:: DO THIS ::
Quote every entry below word for word, omitting the pictures.

Entries from a pointing dataset
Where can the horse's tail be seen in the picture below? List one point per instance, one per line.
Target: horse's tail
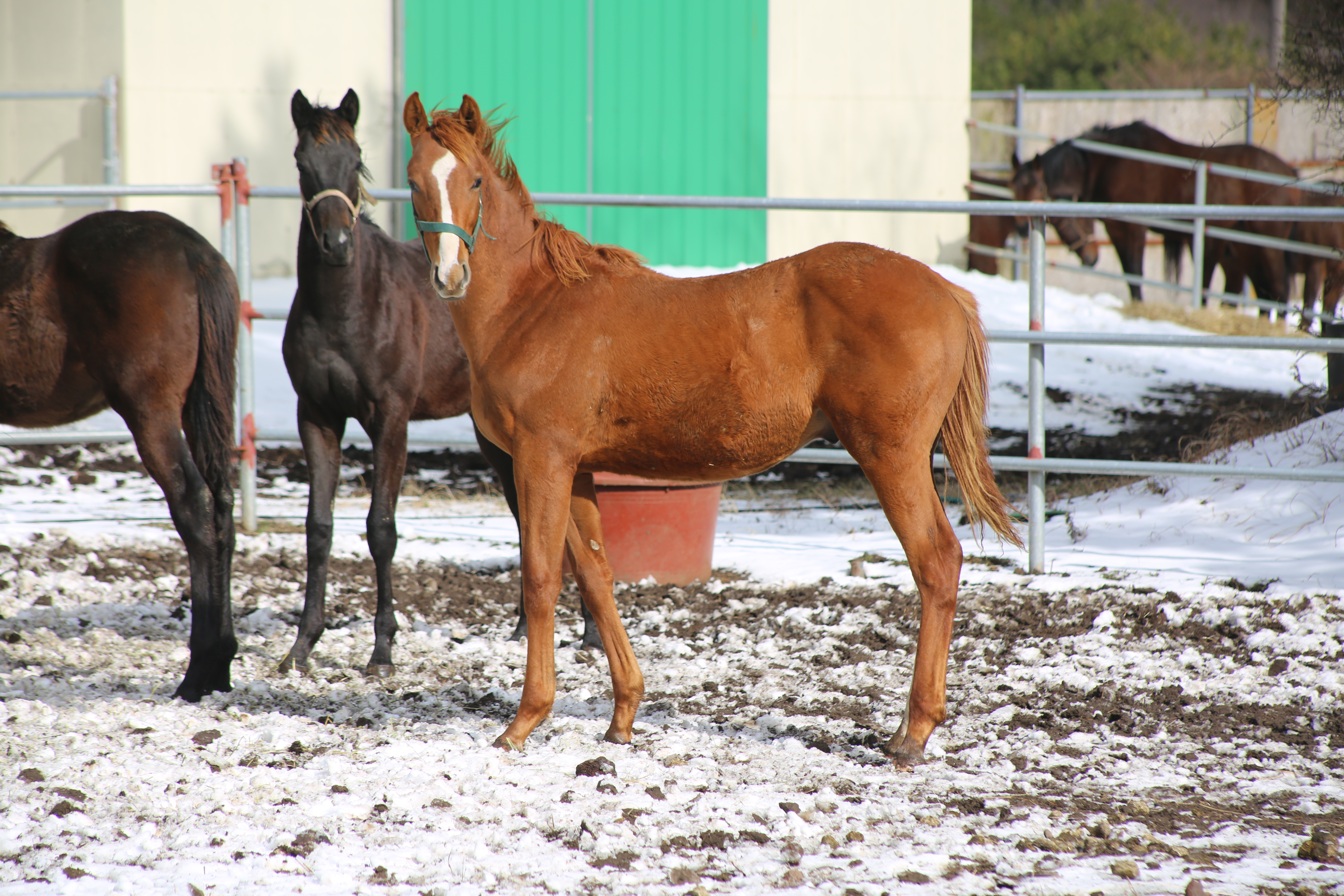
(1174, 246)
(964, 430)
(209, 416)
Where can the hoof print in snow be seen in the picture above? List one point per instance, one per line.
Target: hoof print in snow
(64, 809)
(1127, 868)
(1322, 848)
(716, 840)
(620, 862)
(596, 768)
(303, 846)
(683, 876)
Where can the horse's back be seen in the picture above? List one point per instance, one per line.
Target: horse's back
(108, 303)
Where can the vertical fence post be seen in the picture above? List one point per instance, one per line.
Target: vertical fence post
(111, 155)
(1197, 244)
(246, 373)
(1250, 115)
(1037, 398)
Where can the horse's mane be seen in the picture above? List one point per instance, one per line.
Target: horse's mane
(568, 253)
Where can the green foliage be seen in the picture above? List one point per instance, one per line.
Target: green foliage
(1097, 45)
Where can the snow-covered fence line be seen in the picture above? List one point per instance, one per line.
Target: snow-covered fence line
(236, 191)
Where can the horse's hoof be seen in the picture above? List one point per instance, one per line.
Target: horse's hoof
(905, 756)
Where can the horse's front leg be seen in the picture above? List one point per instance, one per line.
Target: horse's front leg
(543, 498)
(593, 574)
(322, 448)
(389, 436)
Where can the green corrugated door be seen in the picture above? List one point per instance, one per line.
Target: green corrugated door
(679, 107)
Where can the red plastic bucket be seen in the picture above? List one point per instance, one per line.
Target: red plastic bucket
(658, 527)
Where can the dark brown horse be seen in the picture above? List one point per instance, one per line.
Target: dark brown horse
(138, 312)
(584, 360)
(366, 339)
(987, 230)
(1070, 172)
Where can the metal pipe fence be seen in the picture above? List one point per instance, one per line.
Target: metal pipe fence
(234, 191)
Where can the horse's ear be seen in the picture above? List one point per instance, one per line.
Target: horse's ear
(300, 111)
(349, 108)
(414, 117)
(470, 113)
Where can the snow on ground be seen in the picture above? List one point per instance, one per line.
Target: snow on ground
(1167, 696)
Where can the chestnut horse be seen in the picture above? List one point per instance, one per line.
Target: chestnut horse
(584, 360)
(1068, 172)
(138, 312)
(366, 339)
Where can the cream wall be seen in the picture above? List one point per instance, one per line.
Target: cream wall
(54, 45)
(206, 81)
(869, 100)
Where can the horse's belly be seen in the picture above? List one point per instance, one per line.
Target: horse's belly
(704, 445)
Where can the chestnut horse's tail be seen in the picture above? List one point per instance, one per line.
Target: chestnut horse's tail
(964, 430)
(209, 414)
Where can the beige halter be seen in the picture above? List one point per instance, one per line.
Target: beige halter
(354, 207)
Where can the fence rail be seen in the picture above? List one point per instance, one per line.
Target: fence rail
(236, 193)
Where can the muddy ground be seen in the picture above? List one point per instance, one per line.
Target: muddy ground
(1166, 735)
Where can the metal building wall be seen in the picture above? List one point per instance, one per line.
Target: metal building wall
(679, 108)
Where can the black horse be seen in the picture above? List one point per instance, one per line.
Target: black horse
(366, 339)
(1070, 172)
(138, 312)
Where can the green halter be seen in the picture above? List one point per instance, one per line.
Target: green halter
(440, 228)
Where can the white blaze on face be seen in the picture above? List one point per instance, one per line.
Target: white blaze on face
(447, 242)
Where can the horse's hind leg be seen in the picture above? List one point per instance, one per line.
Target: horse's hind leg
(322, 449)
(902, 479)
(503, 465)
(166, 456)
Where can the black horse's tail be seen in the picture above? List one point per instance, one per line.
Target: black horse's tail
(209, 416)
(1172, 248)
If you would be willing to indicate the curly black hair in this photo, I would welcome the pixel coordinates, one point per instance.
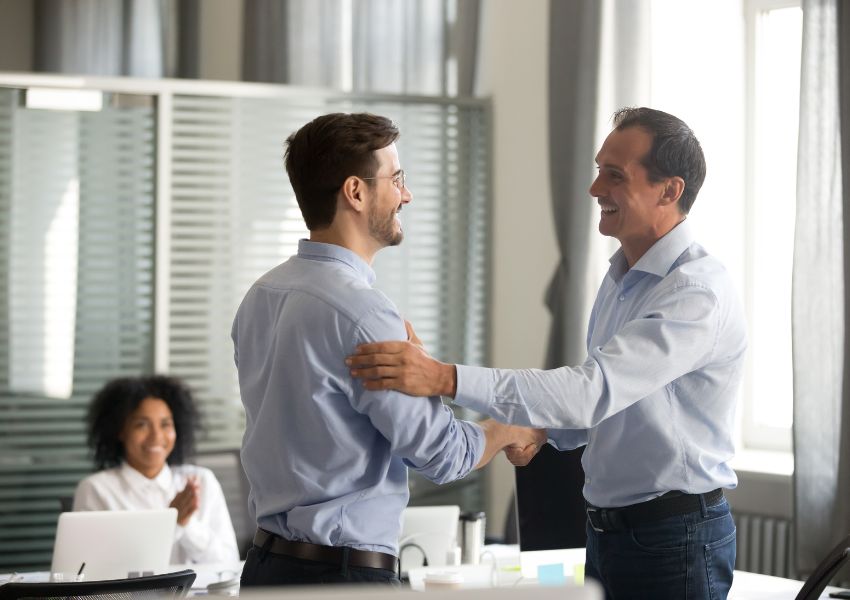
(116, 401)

:: COMPLETED TASK ::
Where can the horse's tail be seen in the picture below? List one point per instance, one per line.
Target: horse's tail
(1174, 246)
(964, 430)
(209, 416)
Where can the hoof print in snow be seen in the picture above? List one point per instance, one per line.
Target: hoof print in snow
(64, 809)
(1127, 868)
(1322, 848)
(716, 840)
(620, 862)
(596, 768)
(303, 846)
(683, 876)
Where can the horse's back be seen in the picture above? List one point per instance, one per line.
Target: horse's back
(108, 303)
Where can the vertical fence post be seen in the picture above? List one point per instance, one per line.
Target: vertical fence post
(111, 155)
(1197, 244)
(246, 373)
(1250, 115)
(1037, 398)
Where can the horse's mane be seen in the picture above? List one point per instance, one per line.
Target: horse's mane
(568, 253)
Where can the green foliage be seen in the picture above? List one point per instance, one per line.
Target: green foliage
(1097, 45)
Where can the snow-covered fence line be seen in the picture above? List one point per instance, one per line.
Target: snow-covered fence line
(236, 191)
Where can the horse's hoof be seen in the picture above? List one point per instance, one per line.
Target: horse's hoof
(905, 756)
Where can the horse's front leg be seen in the picture above? List one point per instance, one per line.
Target: horse's front leg
(543, 498)
(593, 574)
(322, 448)
(389, 436)
Where can the green corrugated door be seen in the picture above? List one point per instance, one per line.
Target: green corrugated door
(679, 107)
Where can the red plastic bucket be seen in the picture above? List one point per instance, one per line.
Target: red plastic bucket
(658, 527)
Where can the dark brown horse be seen in the picture above? List one point per instance, one per line.
Target: dark brown horse
(138, 312)
(584, 360)
(366, 339)
(987, 230)
(1070, 172)
Where can the metal pipe fence be seen in the picture above? List one point per instance, one per line.
Target: metal pipe fence
(234, 191)
Where can the horse's ear be seen in the picture above? List one point per instance, one per line.
Target: horse's ear
(300, 111)
(349, 108)
(414, 117)
(470, 113)
Where can the snow on ground be seen in the picture above? List one point per instance, one per line.
Target: snow on ground
(1167, 696)
Where can the chestnut horse be seen in the picture above? List one point per instance, one per line.
Target: chestnut horse
(584, 360)
(1068, 172)
(138, 312)
(366, 339)
Where can the cream wall be seen in the picture above? List one point per instance, one per line.
Target: cream wall
(54, 45)
(206, 81)
(869, 100)
Where can the horse's belly be seen in the picture above? List one point per instance, one per line.
Target: horse's belly
(704, 445)
Where can the chestnut horse's tail be seen in the picture above? List one point per instance, one per line.
Target: chestnut horse's tail
(964, 430)
(209, 414)
Where can the beige halter be seen in the picture above? List one point per instance, one per line.
Target: beige halter
(354, 207)
Where can the fence rail be seen in the picture above? List one point per instance, one per line.
Target: fence rail
(236, 193)
Where can the muddy ground be seen in the picture above? List one point per instance, one per line.
Target: muddy ground
(1166, 735)
Where can the metal building wall be seen in the picture above? List one point per instance, one per line.
Target: metal building wall
(679, 108)
Where can the black horse be seen in the picture above? List one point per instance, one per line.
Target: black horse
(366, 339)
(1070, 172)
(138, 312)
Where can the green halter be seen in the picture above? List one point per instance, one per line.
Target: green halter
(440, 228)
Where can the white blaze on face be seen in the picture above? List one point per instance, one per line.
Target: white blaze on face
(447, 242)
Where can the horse's hind leg be seen in the picture above? List one point per instance, one per line.
Target: horse's hind leg
(322, 449)
(902, 479)
(503, 465)
(166, 456)
Where can the black horse's tail be seen in the picture above? List one point per instance, one per line.
Target: black horse's tail
(209, 416)
(1172, 248)
If you would be willing to indicate the curly black hair in this photo, I would welcome the pixel coordinates, one point per instance.
(116, 401)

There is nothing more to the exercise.